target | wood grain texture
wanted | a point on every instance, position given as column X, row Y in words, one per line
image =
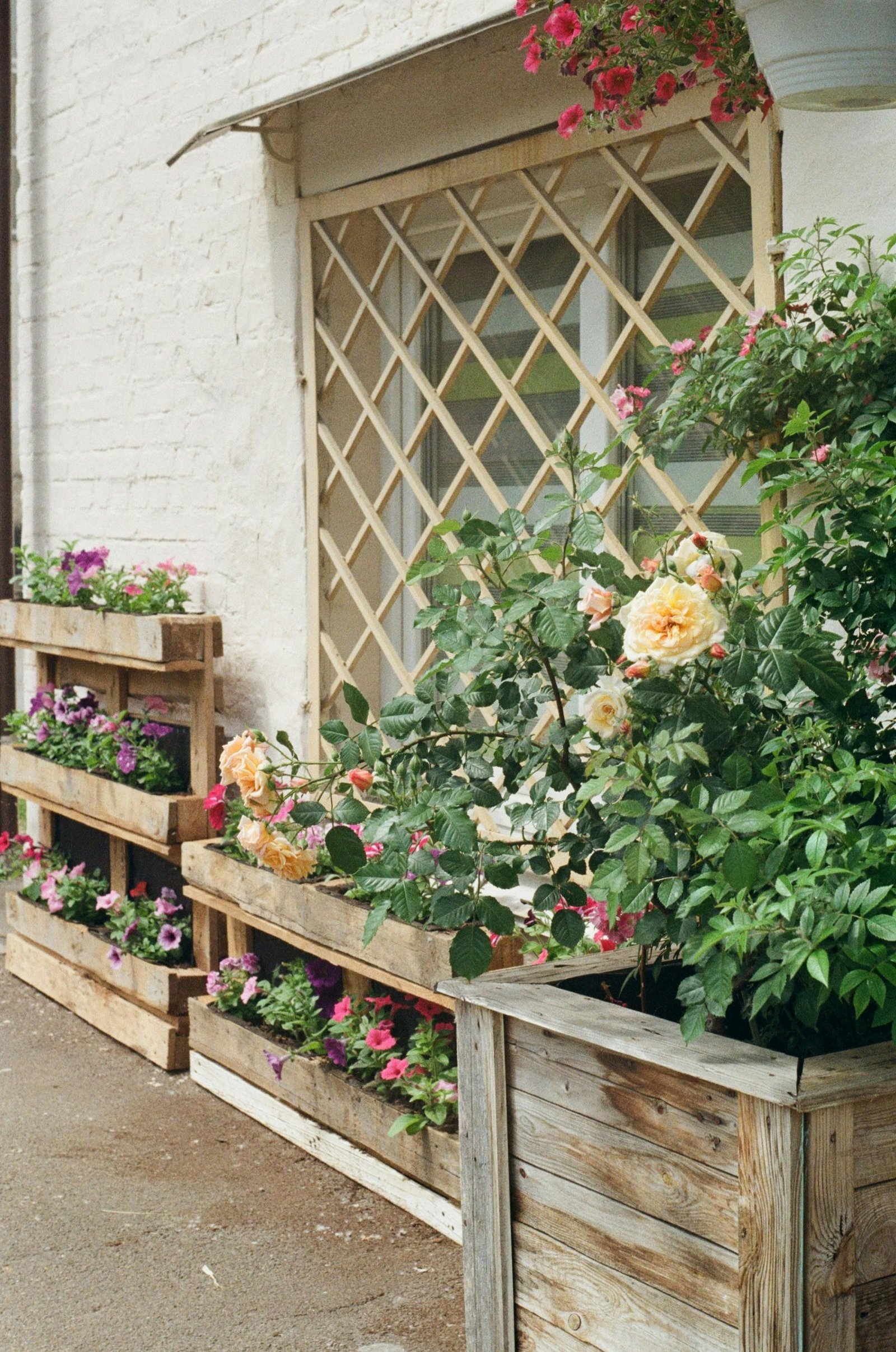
column 715, row 1060
column 771, row 1220
column 875, row 1140
column 160, row 640
column 876, row 1232
column 629, row 1097
column 627, row 1169
column 876, row 1316
column 626, row 1240
column 338, row 1154
column 603, row 1309
column 161, row 989
column 160, row 1037
column 830, row 1233
column 165, row 819
column 330, row 1097
column 488, row 1258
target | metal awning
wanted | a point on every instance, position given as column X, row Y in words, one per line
column 254, row 119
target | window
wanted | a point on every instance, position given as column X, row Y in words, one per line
column 464, row 314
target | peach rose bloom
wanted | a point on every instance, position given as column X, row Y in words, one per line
column 607, row 706
column 671, row 624
column 596, row 602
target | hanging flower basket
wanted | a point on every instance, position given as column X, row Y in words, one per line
column 825, row 56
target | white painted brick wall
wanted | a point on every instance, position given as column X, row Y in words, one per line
column 158, row 395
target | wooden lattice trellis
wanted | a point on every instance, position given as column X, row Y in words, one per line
column 372, row 403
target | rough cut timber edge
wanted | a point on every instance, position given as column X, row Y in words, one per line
column 158, row 641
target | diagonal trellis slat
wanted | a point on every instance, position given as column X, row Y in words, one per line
column 383, row 391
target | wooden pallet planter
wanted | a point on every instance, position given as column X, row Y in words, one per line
column 626, row 1193
column 325, row 921
column 141, row 1005
column 330, row 1114
column 176, row 643
column 156, row 820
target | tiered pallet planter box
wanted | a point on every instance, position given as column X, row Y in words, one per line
column 626, row 1193
column 329, row 1114
column 142, row 1005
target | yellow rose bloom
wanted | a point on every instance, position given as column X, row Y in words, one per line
column 671, row 624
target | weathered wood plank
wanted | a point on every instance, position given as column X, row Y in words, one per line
column 329, row 1097
column 876, row 1316
column 364, row 971
column 830, row 1235
column 876, row 1232
column 160, row 1037
column 627, row 1240
column 107, row 636
column 165, row 819
column 338, row 1154
column 875, row 1140
column 615, row 1101
column 161, row 989
column 711, row 1059
column 627, row 1169
column 603, row 1309
column 488, row 1262
column 322, row 916
column 771, row 1221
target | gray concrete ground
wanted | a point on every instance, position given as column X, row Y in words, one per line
column 141, row 1215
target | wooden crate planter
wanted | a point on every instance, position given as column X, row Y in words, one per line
column 172, row 641
column 626, row 1193
column 141, row 1003
column 155, row 820
column 330, row 1114
column 325, row 921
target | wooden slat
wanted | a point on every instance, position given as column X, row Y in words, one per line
column 161, row 989
column 640, row 1112
column 711, row 1059
column 875, row 1139
column 876, row 1316
column 876, row 1232
column 830, row 1235
column 627, row 1169
column 160, row 1037
column 488, row 1261
column 603, row 1309
column 333, row 1150
column 771, row 1225
column 630, row 1242
column 330, row 1097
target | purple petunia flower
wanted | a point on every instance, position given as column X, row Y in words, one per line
column 169, row 937
column 276, row 1063
column 126, row 759
column 335, row 1049
column 156, row 731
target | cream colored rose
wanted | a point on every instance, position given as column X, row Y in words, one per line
column 252, row 836
column 702, row 549
column 671, row 624
column 287, row 860
column 607, row 706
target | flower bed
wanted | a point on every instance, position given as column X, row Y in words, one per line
column 717, row 1196
column 176, row 641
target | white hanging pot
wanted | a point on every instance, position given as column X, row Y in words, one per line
column 825, row 56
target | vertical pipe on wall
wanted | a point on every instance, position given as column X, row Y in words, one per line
column 7, row 655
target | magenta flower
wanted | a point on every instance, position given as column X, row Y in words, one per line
column 276, row 1063
column 169, row 937
column 126, row 759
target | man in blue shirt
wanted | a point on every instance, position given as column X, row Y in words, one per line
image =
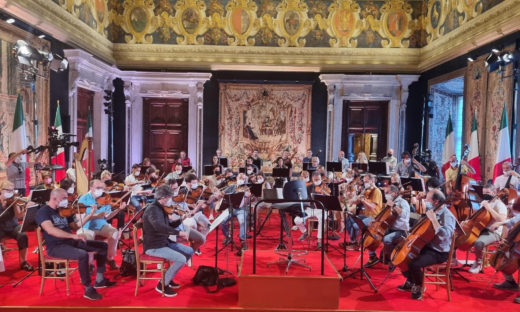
column 98, row 224
column 437, row 250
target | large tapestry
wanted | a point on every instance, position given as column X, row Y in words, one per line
column 267, row 118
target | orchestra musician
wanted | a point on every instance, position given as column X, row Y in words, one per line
column 406, row 168
column 238, row 212
column 344, row 162
column 509, row 282
column 390, row 159
column 317, row 187
column 9, row 226
column 400, row 227
column 508, row 174
column 452, row 172
column 443, row 222
column 157, row 227
column 15, row 170
column 61, row 243
column 98, row 224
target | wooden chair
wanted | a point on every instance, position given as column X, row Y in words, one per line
column 53, row 270
column 157, row 265
column 440, row 274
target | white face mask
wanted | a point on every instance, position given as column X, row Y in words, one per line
column 8, row 195
column 98, row 193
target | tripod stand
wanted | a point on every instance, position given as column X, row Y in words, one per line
column 362, row 272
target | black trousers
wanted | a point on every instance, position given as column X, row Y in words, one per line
column 427, row 257
column 21, row 238
column 78, row 250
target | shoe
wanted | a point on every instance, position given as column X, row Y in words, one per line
column 168, row 292
column 508, row 285
column 371, row 262
column 112, row 265
column 407, row 286
column 26, row 266
column 475, row 268
column 92, row 294
column 416, row 292
column 174, row 285
column 104, row 283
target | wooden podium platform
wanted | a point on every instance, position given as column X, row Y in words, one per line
column 300, row 289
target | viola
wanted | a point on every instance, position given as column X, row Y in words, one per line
column 410, row 248
column 505, row 259
column 378, row 228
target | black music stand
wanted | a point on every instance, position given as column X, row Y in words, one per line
column 293, row 190
column 378, row 167
column 360, row 167
column 233, row 200
column 28, row 225
column 361, row 270
column 40, row 196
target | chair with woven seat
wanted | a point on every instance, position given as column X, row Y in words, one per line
column 145, row 264
column 440, row 274
column 54, row 265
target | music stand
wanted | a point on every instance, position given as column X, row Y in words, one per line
column 293, row 190
column 28, row 225
column 378, row 167
column 40, row 196
column 361, row 270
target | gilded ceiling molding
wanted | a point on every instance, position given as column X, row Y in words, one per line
column 141, row 56
column 501, row 20
column 53, row 19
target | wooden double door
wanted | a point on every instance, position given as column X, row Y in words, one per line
column 365, row 125
column 165, row 130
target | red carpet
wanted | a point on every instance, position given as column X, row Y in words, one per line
column 477, row 295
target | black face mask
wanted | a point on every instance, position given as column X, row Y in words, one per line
column 488, row 197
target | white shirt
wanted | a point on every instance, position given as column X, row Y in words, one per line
column 500, row 181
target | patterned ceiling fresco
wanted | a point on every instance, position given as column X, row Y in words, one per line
column 277, row 23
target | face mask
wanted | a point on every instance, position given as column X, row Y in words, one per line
column 98, row 193
column 8, row 195
column 487, row 197
column 63, row 203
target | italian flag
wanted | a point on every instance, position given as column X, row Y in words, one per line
column 474, row 157
column 59, row 159
column 89, row 134
column 18, row 139
column 449, row 146
column 504, row 152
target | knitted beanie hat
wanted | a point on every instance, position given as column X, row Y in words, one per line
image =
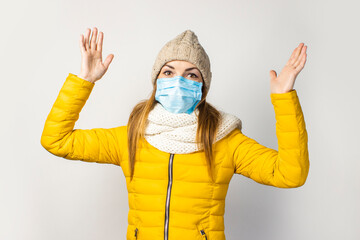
column 186, row 47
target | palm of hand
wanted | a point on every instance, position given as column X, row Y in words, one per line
column 92, row 67
column 286, row 79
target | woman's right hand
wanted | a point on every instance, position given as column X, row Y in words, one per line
column 92, row 67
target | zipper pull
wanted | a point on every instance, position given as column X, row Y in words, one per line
column 203, row 234
column 136, row 230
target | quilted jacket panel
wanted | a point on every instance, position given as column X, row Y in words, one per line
column 171, row 196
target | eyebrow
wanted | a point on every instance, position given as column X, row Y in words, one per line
column 188, row 69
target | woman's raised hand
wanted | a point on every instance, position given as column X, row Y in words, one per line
column 92, row 67
column 286, row 79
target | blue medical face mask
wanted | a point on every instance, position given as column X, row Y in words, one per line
column 178, row 94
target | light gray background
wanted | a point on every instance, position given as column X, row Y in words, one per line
column 47, row 197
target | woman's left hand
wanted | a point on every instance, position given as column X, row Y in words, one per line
column 286, row 79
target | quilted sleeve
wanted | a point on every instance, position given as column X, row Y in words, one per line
column 61, row 139
column 289, row 166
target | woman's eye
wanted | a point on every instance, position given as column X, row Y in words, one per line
column 194, row 75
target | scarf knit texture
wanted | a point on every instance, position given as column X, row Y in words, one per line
column 176, row 132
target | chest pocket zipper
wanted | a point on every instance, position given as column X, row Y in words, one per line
column 136, row 232
column 203, row 235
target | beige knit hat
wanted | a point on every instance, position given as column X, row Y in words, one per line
column 185, row 46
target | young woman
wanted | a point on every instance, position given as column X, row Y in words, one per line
column 177, row 152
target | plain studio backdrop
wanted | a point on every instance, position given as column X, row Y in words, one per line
column 47, row 197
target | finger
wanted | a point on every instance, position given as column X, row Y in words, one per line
column 87, row 34
column 93, row 39
column 81, row 43
column 273, row 74
column 300, row 57
column 99, row 45
column 296, row 53
column 108, row 60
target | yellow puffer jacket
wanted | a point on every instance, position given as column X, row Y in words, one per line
column 171, row 196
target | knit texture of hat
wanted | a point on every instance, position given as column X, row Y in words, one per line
column 186, row 47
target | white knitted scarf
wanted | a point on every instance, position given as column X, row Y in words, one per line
column 176, row 132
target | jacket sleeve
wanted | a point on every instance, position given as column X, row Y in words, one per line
column 61, row 139
column 289, row 166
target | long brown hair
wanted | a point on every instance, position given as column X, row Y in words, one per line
column 208, row 123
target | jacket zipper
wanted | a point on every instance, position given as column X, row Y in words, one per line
column 202, row 232
column 167, row 204
column 136, row 230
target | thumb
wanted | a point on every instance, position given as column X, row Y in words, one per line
column 273, row 74
column 108, row 60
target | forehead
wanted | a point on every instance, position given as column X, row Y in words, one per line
column 179, row 64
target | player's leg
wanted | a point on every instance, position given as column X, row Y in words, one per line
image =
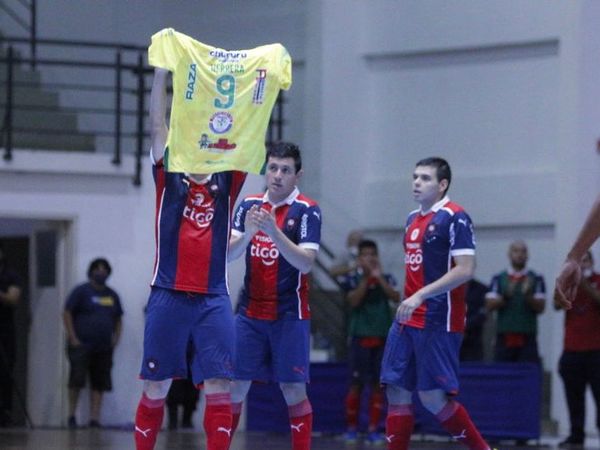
column 213, row 338
column 399, row 377
column 573, row 374
column 253, row 363
column 290, row 343
column 79, row 363
column 437, row 375
column 170, row 316
column 100, row 381
column 376, row 398
column 358, row 363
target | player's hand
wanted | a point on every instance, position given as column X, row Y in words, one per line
column 567, row 282
column 251, row 223
column 266, row 221
column 408, row 306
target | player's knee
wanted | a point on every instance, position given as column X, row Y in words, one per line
column 239, row 390
column 157, row 389
column 217, row 386
column 433, row 401
column 293, row 393
column 397, row 395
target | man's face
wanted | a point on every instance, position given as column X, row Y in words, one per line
column 586, row 262
column 427, row 190
column 281, row 178
column 368, row 258
column 517, row 253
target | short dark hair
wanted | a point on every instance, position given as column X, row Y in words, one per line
column 442, row 168
column 97, row 263
column 367, row 243
column 281, row 149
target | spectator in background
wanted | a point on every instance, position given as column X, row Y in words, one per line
column 369, row 290
column 518, row 295
column 472, row 346
column 346, row 261
column 92, row 319
column 10, row 296
column 579, row 364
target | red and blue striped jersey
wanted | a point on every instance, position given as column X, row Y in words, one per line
column 431, row 241
column 192, row 227
column 273, row 288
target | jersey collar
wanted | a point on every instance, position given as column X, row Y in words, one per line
column 287, row 201
column 436, row 206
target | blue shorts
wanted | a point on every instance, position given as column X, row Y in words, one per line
column 175, row 319
column 272, row 350
column 421, row 359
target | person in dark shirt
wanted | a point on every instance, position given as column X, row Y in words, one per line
column 10, row 295
column 472, row 346
column 92, row 319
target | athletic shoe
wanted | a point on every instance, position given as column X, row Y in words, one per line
column 571, row 442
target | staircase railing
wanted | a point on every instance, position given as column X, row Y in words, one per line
column 126, row 93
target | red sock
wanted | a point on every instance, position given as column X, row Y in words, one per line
column 236, row 412
column 217, row 421
column 301, row 424
column 352, row 407
column 375, row 409
column 148, row 419
column 398, row 426
column 456, row 421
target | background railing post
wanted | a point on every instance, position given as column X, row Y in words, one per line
column 140, row 122
column 117, row 158
column 8, row 118
column 33, row 32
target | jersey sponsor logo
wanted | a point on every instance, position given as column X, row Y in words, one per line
column 189, row 92
column 414, row 234
column 220, row 122
column 267, row 255
column 199, row 212
column 105, row 300
column 225, row 56
column 414, row 260
column 304, row 226
column 260, row 83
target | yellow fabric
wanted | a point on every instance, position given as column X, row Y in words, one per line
column 222, row 102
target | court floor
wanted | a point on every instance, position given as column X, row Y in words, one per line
column 108, row 439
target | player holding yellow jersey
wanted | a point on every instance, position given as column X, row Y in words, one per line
column 222, row 101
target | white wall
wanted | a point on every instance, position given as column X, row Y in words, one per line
column 505, row 89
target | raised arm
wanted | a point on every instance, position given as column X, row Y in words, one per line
column 158, row 113
column 570, row 274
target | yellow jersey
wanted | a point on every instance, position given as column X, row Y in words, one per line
column 222, row 102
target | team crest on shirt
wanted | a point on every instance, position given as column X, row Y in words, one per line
column 260, row 83
column 220, row 122
column 152, row 364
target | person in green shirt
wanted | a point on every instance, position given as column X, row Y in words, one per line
column 369, row 291
column 519, row 296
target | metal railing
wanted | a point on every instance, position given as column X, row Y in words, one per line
column 27, row 23
column 119, row 105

_REQUIRED ACTION_
Could you return exactly the stretch of the data above that starts at the line with "target | metal awning" and ends at the line with "target | diagonal trellis slat", both lines included?

_OUTPUT FOR THIS EXERCISE_
target | metal awning
wanted | a point on every instance, position given as column X, row Y in words, one per line
column 254, row 119
target | window
wanted | a point on every instance, position given as column X, row Y in words, one per line
column 464, row 314
target | peach rose bloom
wanted | a point on every instance, position given as column X, row Y in words, one per line
column 607, row 706
column 671, row 624
column 596, row 602
target | hanging flower basket
wanted | a point on every instance, position given as column X, row Y in words, one per line
column 825, row 56
target | white painted brick wall
wanted | a point on every instance, position given as column X, row Y in words, one per line
column 158, row 395
target | wooden lattice trellis
wanted | a point on every instance, position given as column X, row Y in words, one per line
column 372, row 403
target | rough cut timber edge
wanted | a point on every instance, position given as column X, row Y in words, one per line
column 158, row 641
target | diagonal trellis slat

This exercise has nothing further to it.